[Data records]
***

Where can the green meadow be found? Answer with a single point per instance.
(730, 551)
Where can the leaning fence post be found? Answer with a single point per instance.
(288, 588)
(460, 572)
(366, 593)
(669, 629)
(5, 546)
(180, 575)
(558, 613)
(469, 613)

***

- **How to complete this task**: Copy every line of the records above exactly.

- **Response to this exercise**:
Where can the green meadow be found? Answer with a single point per instance.
(730, 551)
Where can the leaning fence post be found? Answer with a single point per instance.
(288, 588)
(460, 572)
(366, 593)
(669, 629)
(5, 546)
(180, 575)
(558, 613)
(469, 613)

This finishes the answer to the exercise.